Ways to fend off holiday sickness as you travel

Ways to fend off holiday sickness as you travel

Many people look forward all year long to getting together with family and friends for Thanksgiving, only to arrive sick because of a bug they picked up while traveling.

Daniel Moultrie waited for a flight inside Louis Armstrong International Airport on Wednesday. He works offshore and was anxious to get home to family in Oakland, Calif., and was hoping to fend off germs.

"Definitely not, especially being offshore for 28 days, definitely don't want to get sick now,” said Moultrie.

But in airports, and in train and bus stations, there is a chance travelers will come in contact with people who have the cold or flu, or surfaces that have been contaminated.

"Some of these viruses can be on surfaces, so any place that you think your hands may go, on a train, on a plane, wipe it off before you sit down and stay there for the next two or three hours,” said LSU Health Infectious Diseases Specialist Dr. Fred Lopez.

In Armstrong International, some travelers donned masks.

"If you're next to someone who doesn't have any symptoms of infections or anything like that, I don't think the mask is going to be particularly helpful to you,” Lopez said.

But if you are in contact with someone exhibiting cold or flu symptoms, there are things you should do to try to reduce your odds of getting what they have. Lopez said hand hygiene is critical.

→ **EXTRACTED ENTRIES**:
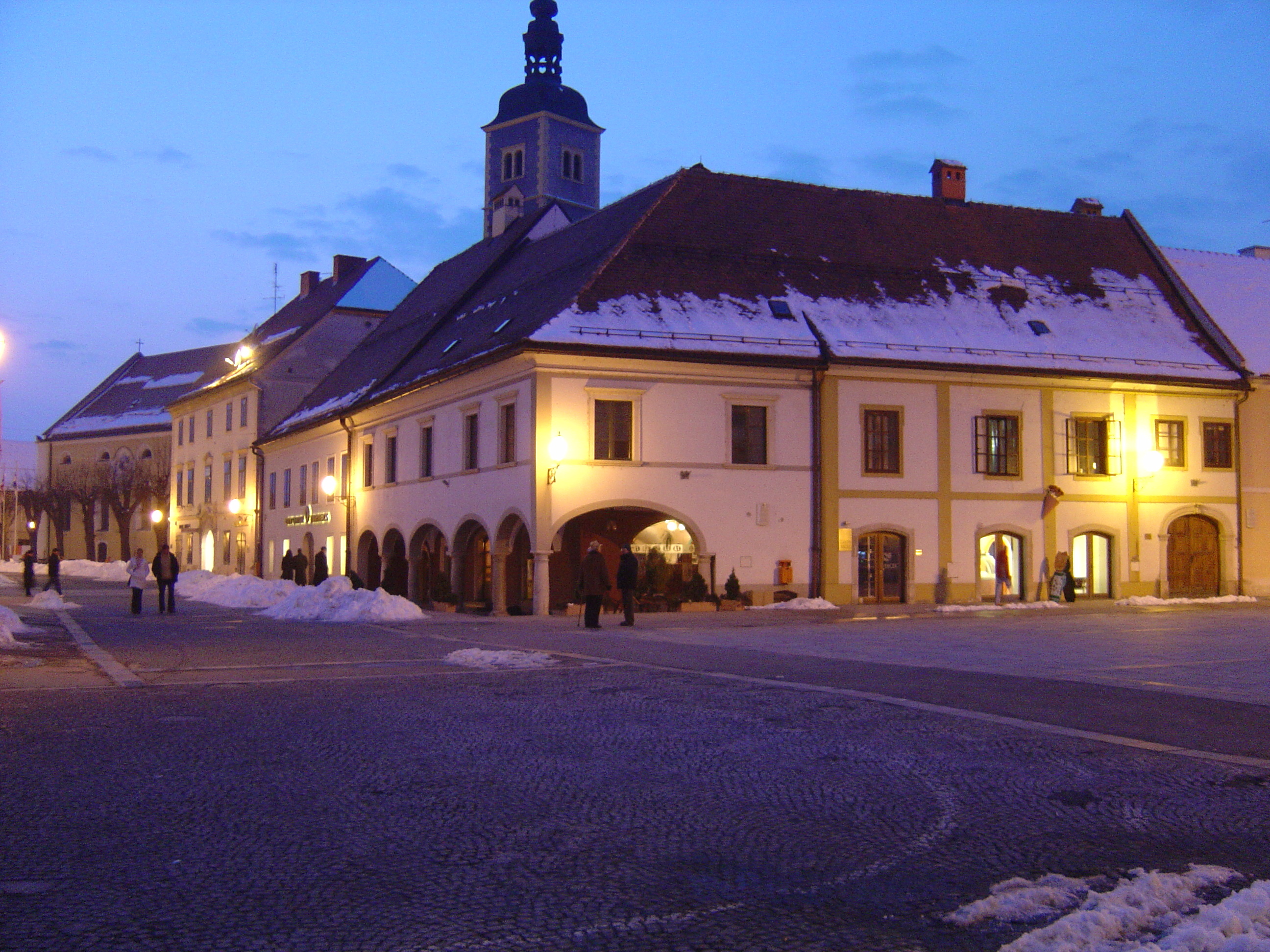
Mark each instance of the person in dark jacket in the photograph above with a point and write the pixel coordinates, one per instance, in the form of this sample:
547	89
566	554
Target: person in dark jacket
166	569
320	569
28	571
628	577
55	571
595	583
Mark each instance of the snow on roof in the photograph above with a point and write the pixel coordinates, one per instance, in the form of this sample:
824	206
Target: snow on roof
1235	290
381	288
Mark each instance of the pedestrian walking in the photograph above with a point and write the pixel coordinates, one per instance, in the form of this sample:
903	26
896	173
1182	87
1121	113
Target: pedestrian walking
628	577
167	569
320	569
28	571
139	571
55	571
595	583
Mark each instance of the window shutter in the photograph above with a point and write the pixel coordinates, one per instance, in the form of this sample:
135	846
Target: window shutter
1114	449
981	443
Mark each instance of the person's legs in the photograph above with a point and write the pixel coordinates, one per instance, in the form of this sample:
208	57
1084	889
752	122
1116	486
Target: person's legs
593	603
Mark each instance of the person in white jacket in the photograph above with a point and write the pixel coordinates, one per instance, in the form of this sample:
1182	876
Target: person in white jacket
139	571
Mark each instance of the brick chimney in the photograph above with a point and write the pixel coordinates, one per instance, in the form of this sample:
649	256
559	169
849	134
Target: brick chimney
948	181
344	264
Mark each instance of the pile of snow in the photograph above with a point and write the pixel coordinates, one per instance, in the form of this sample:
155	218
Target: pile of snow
818	605
233	591
336	601
9	619
102	571
1142	601
51	599
1007	606
481	658
1146	910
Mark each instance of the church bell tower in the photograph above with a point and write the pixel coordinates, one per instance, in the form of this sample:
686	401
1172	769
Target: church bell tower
543	146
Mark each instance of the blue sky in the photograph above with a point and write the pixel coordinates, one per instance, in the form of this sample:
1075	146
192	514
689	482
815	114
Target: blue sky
159	158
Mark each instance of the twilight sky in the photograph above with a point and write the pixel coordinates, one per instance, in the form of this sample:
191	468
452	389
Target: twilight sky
157	159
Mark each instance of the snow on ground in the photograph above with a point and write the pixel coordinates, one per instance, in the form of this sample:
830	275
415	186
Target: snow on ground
1007	606
1146	910
1142	601
51	599
818	605
482	658
336	601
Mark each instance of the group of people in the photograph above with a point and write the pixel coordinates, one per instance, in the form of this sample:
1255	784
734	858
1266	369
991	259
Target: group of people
295	568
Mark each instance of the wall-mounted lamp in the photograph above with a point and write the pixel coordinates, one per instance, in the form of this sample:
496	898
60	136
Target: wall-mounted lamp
557	450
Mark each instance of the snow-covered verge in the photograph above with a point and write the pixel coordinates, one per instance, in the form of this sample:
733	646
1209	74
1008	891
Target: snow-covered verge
1153	912
816	605
1007	606
233	591
482	658
337	601
1146	601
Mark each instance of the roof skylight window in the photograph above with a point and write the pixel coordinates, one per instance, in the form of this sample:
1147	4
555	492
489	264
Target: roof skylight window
782	310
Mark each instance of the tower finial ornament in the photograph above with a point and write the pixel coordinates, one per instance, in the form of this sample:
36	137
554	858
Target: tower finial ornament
543	44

→ **QUESTIONS ON THE MATERIAL**:
A - Using the article on holiday travel sickness, decide whether each statement agrees with it, answering yes or no and quoting the words that settle it: (i) Daniel Moultrie was trying to get home to family in Oakland, Calif. (ii) Dr. Fred Lopez says a mask helps a great deal when you sit next to someone with no symptoms. (iii) Moultrie had been offshore for 28 days.
B - According to the article on holiday travel sickness, in which airport was Daniel Moultrie waiting for a flight?
C - From the article on holiday travel sickness, set down the passage starting at "But in airports, and" and ending at "travelers donned masks.".
The lines come from a separate source and have nothing to do with the article on holiday travel sickness.

→ **RESPONSES PER TASK**:
A -
(i) Yes: "was anxious to get home to family in Oakland, Calif."
(ii) No: "I don't think the mask is going to be particularly helpful to you"
(iii) Yes: "especially being offshore for 28 days"

B - Louis Armstrong International Airport.

C -
But in airports, and in train and bus stations, there is a chance travelers will come in contact with people who have the cold or flu, or surfaces that have been contaminated.

"Some of these viruses can be on surfaces, so any place that you think your hands may go, on a train, on a plane, wipe it off before you sit down and stay there for the next two or three hours,” said LSU Health Infectious Diseases Specialist Dr. Fred Lopez.

In Armstrong International, some travelers donned masks.